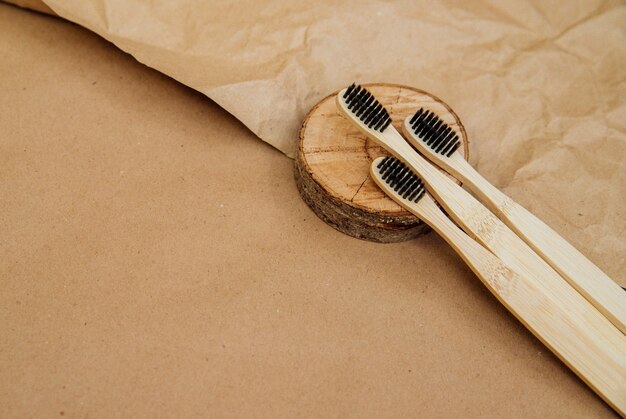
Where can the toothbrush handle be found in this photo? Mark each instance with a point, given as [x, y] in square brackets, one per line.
[557, 325]
[574, 267]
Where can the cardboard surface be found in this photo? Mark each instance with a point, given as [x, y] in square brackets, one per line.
[538, 85]
[156, 260]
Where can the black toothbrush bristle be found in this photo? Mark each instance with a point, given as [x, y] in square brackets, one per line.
[366, 107]
[435, 133]
[401, 179]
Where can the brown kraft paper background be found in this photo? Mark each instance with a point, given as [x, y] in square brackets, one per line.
[156, 260]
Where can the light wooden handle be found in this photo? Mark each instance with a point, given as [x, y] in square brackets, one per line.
[575, 268]
[594, 332]
[558, 326]
[604, 293]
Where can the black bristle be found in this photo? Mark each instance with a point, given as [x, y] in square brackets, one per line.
[401, 179]
[364, 106]
[434, 132]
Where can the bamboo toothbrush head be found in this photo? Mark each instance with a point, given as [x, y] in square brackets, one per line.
[433, 137]
[399, 181]
[367, 113]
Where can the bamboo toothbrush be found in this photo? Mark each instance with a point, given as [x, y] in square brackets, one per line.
[551, 324]
[594, 331]
[439, 143]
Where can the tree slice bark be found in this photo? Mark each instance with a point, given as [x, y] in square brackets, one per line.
[333, 160]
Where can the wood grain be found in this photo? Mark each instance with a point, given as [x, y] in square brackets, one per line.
[580, 336]
[333, 159]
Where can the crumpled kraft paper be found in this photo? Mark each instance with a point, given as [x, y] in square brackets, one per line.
[539, 85]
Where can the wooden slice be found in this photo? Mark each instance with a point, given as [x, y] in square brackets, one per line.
[333, 160]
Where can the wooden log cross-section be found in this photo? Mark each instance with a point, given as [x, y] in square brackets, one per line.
[333, 161]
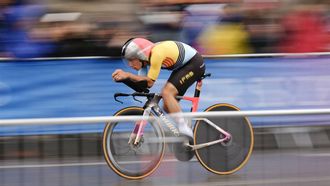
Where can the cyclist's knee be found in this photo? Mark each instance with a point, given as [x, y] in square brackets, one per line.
[169, 90]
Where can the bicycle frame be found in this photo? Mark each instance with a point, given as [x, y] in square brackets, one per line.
[152, 108]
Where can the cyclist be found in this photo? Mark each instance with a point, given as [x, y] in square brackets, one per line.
[148, 58]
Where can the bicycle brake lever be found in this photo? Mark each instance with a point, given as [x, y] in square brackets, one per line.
[119, 94]
[118, 100]
[137, 99]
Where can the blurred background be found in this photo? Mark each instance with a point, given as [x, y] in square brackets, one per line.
[39, 79]
[53, 28]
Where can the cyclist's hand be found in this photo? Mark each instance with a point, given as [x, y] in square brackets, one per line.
[119, 75]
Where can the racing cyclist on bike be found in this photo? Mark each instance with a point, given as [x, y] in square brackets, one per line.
[148, 58]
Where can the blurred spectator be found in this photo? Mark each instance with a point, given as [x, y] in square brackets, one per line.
[228, 36]
[304, 29]
[162, 21]
[19, 21]
[198, 17]
[262, 24]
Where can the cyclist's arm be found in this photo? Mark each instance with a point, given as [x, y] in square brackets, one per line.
[136, 78]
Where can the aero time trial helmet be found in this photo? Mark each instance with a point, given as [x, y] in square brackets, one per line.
[137, 48]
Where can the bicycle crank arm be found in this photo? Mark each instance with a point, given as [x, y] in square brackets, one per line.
[203, 145]
[215, 126]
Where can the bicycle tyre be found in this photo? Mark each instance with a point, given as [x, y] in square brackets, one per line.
[224, 158]
[120, 156]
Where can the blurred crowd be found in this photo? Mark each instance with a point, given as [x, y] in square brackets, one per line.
[36, 29]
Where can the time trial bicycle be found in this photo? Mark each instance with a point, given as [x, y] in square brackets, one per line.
[134, 149]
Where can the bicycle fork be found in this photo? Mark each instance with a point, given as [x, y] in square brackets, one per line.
[137, 133]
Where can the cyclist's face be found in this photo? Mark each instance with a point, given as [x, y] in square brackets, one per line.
[135, 64]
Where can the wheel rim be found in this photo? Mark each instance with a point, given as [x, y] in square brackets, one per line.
[224, 158]
[128, 161]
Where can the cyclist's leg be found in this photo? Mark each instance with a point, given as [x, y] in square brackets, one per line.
[178, 83]
[171, 105]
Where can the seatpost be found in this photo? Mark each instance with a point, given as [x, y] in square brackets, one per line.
[196, 94]
[198, 88]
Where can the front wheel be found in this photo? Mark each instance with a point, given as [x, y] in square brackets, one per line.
[129, 160]
[227, 157]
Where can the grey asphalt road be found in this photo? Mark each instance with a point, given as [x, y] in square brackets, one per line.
[301, 167]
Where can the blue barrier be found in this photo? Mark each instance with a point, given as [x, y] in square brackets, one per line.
[84, 87]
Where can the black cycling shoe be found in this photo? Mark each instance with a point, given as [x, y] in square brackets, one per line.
[181, 150]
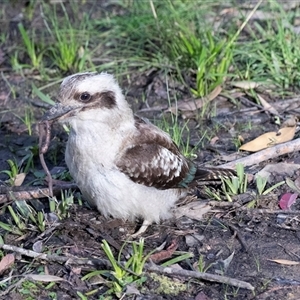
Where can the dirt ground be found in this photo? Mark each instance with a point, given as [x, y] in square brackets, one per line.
[233, 240]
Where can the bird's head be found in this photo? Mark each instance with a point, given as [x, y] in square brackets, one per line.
[88, 96]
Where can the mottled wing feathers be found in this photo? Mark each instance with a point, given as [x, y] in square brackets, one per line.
[154, 160]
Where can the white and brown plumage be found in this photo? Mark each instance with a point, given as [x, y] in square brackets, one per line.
[123, 165]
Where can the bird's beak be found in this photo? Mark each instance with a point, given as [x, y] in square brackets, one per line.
[57, 112]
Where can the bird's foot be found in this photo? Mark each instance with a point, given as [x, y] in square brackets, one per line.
[142, 229]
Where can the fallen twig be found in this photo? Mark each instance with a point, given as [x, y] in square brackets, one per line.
[256, 158]
[9, 194]
[44, 141]
[150, 267]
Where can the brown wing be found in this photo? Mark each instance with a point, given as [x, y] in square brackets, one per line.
[154, 160]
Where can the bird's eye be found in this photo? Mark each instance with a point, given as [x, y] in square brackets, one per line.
[84, 97]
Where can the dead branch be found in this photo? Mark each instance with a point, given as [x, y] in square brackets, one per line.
[258, 157]
[150, 267]
[8, 194]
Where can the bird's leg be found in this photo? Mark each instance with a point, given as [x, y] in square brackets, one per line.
[142, 229]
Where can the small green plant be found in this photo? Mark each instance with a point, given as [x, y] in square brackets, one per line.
[179, 134]
[13, 172]
[123, 274]
[279, 61]
[34, 53]
[261, 183]
[28, 119]
[68, 51]
[235, 185]
[61, 208]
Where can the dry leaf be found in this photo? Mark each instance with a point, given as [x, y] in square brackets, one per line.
[267, 106]
[44, 278]
[270, 139]
[285, 262]
[246, 85]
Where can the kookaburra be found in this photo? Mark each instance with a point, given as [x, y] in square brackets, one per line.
[125, 166]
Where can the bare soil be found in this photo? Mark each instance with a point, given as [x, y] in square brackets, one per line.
[252, 237]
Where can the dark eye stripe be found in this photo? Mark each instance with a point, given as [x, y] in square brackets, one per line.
[85, 97]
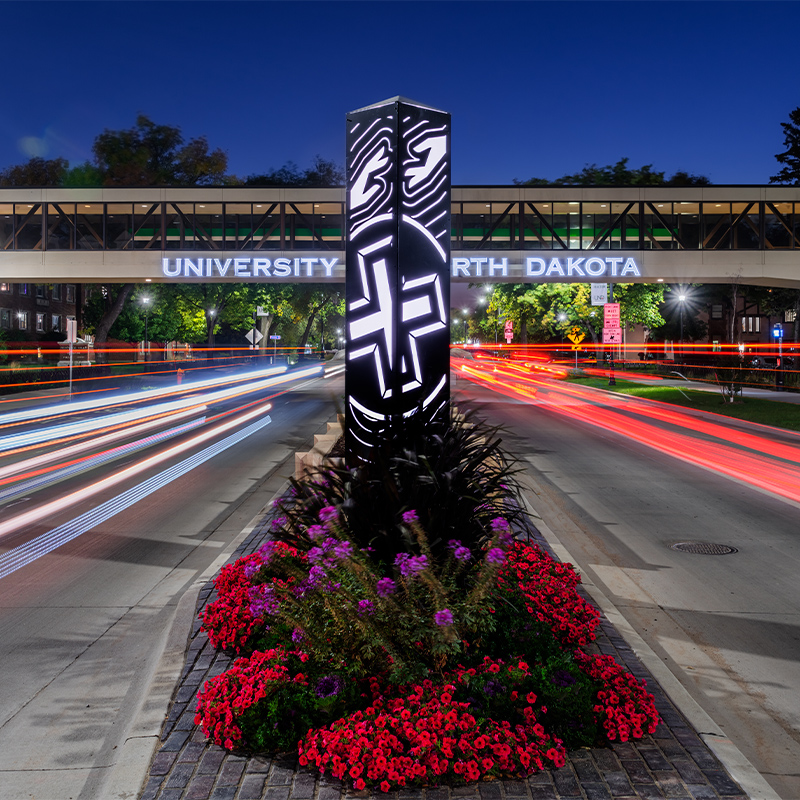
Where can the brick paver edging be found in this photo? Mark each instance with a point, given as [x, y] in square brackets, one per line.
[673, 763]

+---+

- INSTRUCTIONS FOR THE TASK -
Write out the records above exactly as they stand, leaving out every picture.

- COMPLETE ANSWER -
Where can the toothbrush handle be found in this photo? Mark each instance with a point, given as [x, y] in square brackets, one per line.
[557, 325]
[574, 267]
Where can the cardboard surface be found in this photo? Mark each instance with a point, given as [x, y] in square brackets, one per line.
[538, 85]
[156, 260]
Where can the black toothbrush bristle be found in this photo? Mark each instance with a point, given as [x, y] in square brackets, one per line.
[366, 107]
[435, 133]
[401, 179]
Where can the brown kraft paper background be found in this photo? Mark each instance with a point, given as [x, y] in square brackets, one per line.
[156, 260]
Where can the light wooden handle be found in this photo? Mark each instance with a point, given as [x, y] in square brackets, one per line.
[575, 268]
[594, 332]
[558, 326]
[604, 293]
Where can the black bristle be found in this photo? Mark each instance with a point, given as [x, y] in square brackets, one per line.
[401, 179]
[364, 106]
[434, 132]
Where can the bamboo toothbrush head be found in this photo? Mark each instance with a point, given as [x, y] in square brackets, one per line.
[433, 137]
[399, 181]
[367, 113]
Where can the bamboo toothbrush be found in this photo? Mark each instance with a point, given as [x, y] in square brackets, one per line.
[551, 324]
[594, 331]
[439, 143]
Where can the tree slice bark be found in this photo? Mark each instance with a point, given as [x, y] in square brackets, one per line.
[333, 160]
Where can the wood grain be found in this photo? Mark each instance with a point, given as [x, y] in square brackets, one per line.
[580, 336]
[333, 159]
Where can the crumpled kraft paper be found in this photo? Mark each instance with a point, given as [x, y] in square brackets, one per line.
[539, 85]
Where can the wooden slice be found in this photo? Mark each instance with a point, given as [x, y] in square brackets, one per line.
[333, 160]
Where can the wooden log cross-section be found in this photo? Mark each instance with a point, given as [x, y] in square brackets, one per line.
[333, 161]
Where can the cyclist's knee be found in this photo? Mark each instance with a point, given as [x, y] in square brackets, one per line.
[169, 90]
Where can the bicycle frame be found in this photo? Mark each instance with a point, given as [x, y] in square brackets, one per line.
[152, 108]
Where can the cyclist be found in this photo? Mark each instance with a point, given as [x, y] in square brackets, one per line.
[148, 58]
Where can the bicycle brake lever be found in this photo? Mark each instance with a point, given as [x, y] in square brackets, one per line.
[119, 94]
[118, 100]
[137, 99]
Where can the blurred background be found in this photo? Mark each instance with a point, given as [x, y] in square brackets, one per line.
[39, 79]
[53, 28]
Where can the cyclist's hand be found in this photo? Mark each instance with a point, given as [x, y] in square brackets, one per line.
[119, 75]
Where can the racing cyclist on bike be found in this photo? Mark each instance with a point, given as [x, y] in square brackets, one per line.
[148, 58]
Where can the blurred spectator be found in this photo? Mark each instance with a point, given as [x, y] in square brackets, one per line.
[228, 36]
[304, 29]
[162, 21]
[19, 21]
[198, 17]
[262, 24]
Where can the cyclist's arm be found in this photo? Mark each instance with a point, given as [x, y] in square brackets, one per line.
[136, 78]
Where can the aero time trial helmet be found in this photo? Mark each instance with a point, given as [x, y] in square brackets, one per line.
[137, 48]
Where can the bicycle crank arm be found in this photo? Mark each instance with a point, given as [x, y] in square brackets, one per line.
[203, 145]
[215, 126]
Where can the bicycle tyre be found in this photo? Mark each instance with a point, given as [x, y] in square brackets, one per line.
[224, 158]
[120, 156]
Where can the blurred crowd be found in this photo? Mark each instance with a point, given as [x, y] in square brackets, one per line.
[36, 29]
Where can the time trial bicycle be found in this photo? Mark each instance with a point, given as [x, y] in square brackets, one per line.
[134, 149]
Where can the bicycle fork be found in this photo? Mark each instance with a point, given as [x, y] in square brackets, one per line.
[137, 133]
Where can the cyclist's face be found in this photo? Mark each instance with a point, given as [x, y] in square brackets, one per line.
[135, 64]
Where can the wheel rim be found in this photo? Mark each instance with a point, given as [x, y] in square brackets, one per line.
[224, 158]
[128, 161]
Where can the cyclist's leg be found in this photo? Mark each instance with a point, given as [x, y] in square brackets, one per line.
[178, 83]
[171, 105]
Where can the seatpost be found in this photo? Mark each instance with a point, given as [x, y] in square brackets, one per line.
[196, 94]
[198, 88]
Where can the front wheel be found in this photo? Mark each instance with a point, given as [x, y] in square brackets, one per line.
[129, 160]
[227, 157]
Where can the grey asphalt road be found in this photo? Mark each instance with a point, given as [x, y] in square brackets, one per line.
[301, 167]
Where can the blue barrier be found in this photo? Mark each instance with a point, given as [x, y] in square brackets, one per line.
[84, 87]
Where can the black cycling shoe be found in this photo? Mark each instance with a point, given as [x, y] in square brackets, one per line.
[181, 150]
Where can the dirt ground be found in this photo? Mark each instance with a point, given as [x, y] in square brackets, one per line.
[233, 240]
Where can the bird's head be found in this photo? Mark each instance with a point, given as [x, y] in square brackets, one per line.
[88, 96]
Where can the mottled wing feathers be found in this photo? Mark each instance with a point, given as [x, y] in square brackets, one per line.
[154, 160]
Where can the white and brown plumage be found in this photo? Mark each instance with a point, given as [x, y] in square brackets, one per line.
[123, 165]
Where can the bird's beak be found in this photo? Mark each instance with a point, given as [x, y] in square brackets, one per line.
[57, 112]
Where can the bird's foot be found in this photo? Mark each instance with a point, given as [x, y] in square brackets, one per line.
[142, 229]
Where can the fallen twig be found in this photo? Mark each instance with a point, given as [x, y] in square brackets, one per line.
[256, 158]
[9, 194]
[44, 141]
[150, 267]
Where can the brown wing be found in this photo? Mark each instance with a point, given as [x, y] in square brackets, one per line.
[154, 160]
Where can the bird's eye be found in this photo? Mark each instance with a point, given as [x, y] in square brackets, one per line.
[84, 97]
Where can the dead branch be found in this photo? Mark each instance with a point, given as [x, y] in square brackets, one per line.
[258, 157]
[150, 267]
[8, 194]
Where can the bird's leg be found in this photo? Mark each instance with a point, given as [x, y] in square brackets, one per line.
[142, 229]
Where can the small green plant be found in this photo? Mark each instance with a point, given as [x, y] in square brackets, one per line.
[179, 134]
[13, 172]
[123, 274]
[279, 61]
[34, 53]
[261, 183]
[28, 119]
[68, 51]
[235, 185]
[61, 208]
Where can the dry leaf be found in this photo? Mark each instance with a point, given as [x, y] in square brackets, one per line.
[267, 106]
[44, 278]
[270, 139]
[285, 262]
[246, 85]
Where can the kookaburra be found in this photo? Mark each instance with a point, given as [x, y] in square brackets, one per line.
[125, 166]
Where can the bare soil be found in this photo? Mark each instance with a point, given as [x, y] in square brackets, one per line.
[252, 237]
Where can the dark eye stripe be found in this photo? Mark each instance with a point, given as [x, y] in square brackets, one per line.
[85, 97]
Where can the brick paver edging be found in this photo? Mark each instance with a point, given as [x, y] in square brackets, one per line.
[673, 763]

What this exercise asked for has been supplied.